# Stated exercise
In the data below, switch every "Reply with" to "Answer with" and return it with nothing else changed.
BEGIN Information provided
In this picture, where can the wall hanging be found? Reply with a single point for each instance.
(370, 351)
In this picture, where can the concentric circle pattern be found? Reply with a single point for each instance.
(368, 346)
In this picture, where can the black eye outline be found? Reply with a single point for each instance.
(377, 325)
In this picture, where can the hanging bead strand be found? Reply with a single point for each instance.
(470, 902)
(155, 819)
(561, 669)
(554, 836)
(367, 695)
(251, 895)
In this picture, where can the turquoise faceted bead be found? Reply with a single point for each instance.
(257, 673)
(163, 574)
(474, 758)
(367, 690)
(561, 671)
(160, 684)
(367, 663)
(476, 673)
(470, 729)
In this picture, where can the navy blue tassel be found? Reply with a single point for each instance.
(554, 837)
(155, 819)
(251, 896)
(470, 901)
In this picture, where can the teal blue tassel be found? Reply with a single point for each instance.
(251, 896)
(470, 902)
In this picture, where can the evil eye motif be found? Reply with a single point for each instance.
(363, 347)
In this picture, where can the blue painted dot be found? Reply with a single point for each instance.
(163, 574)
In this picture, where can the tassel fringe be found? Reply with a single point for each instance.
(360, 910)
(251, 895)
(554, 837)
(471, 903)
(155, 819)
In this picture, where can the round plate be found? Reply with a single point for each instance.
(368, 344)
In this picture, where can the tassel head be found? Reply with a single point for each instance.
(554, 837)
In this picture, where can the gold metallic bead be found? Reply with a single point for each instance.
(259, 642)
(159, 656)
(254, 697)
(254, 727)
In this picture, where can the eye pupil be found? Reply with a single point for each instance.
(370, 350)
END Information provided
# Solution
In this picture, where can the wall hanging be found? Answer with a single point for each instance.
(370, 351)
In this picture, where can the concentric circle pattern be found? Answer with a single point for each instance.
(368, 346)
In this picture, where can the black eye outline be found? Answer with a single point for each instance.
(377, 325)
In this picture, where can the hanging bead strand be found? Answer with a single point for each instance.
(470, 902)
(155, 819)
(561, 669)
(554, 836)
(367, 695)
(251, 895)
In this picture, where can the turquoise faceted bead be found? Answer with a single point for each instance.
(257, 673)
(163, 574)
(474, 758)
(367, 690)
(561, 671)
(160, 684)
(367, 663)
(476, 673)
(470, 729)
In this picture, where can the navy blue tassel be found? Answer with a single point for each instance.
(554, 837)
(155, 819)
(251, 896)
(470, 901)
In this picture, where can the teal blue tassel be found? Answer with a single point for each instance.
(251, 896)
(470, 902)
In this picture, where can the evil eye motif be found? Answer with a single point for each instance.
(363, 347)
In this picture, where can the blue painted dot be found? Answer with a single point for each instance.
(163, 574)
In this picture, where can the tassel fringe be found? Answer with a single point for each instance.
(360, 910)
(251, 895)
(554, 837)
(471, 903)
(155, 819)
In this picture, where can the round plate be found? Answer with a single point for each instance.
(368, 344)
In this picture, where can the tassel head be found? Answer with a single point for each instance.
(554, 837)
In this picture, where can the gold metallic bead be found? Answer with a single point for each instance.
(259, 642)
(159, 656)
(254, 697)
(254, 727)
In this picture, where can the eye pupil be found? Answer with a single point for each instance.
(370, 350)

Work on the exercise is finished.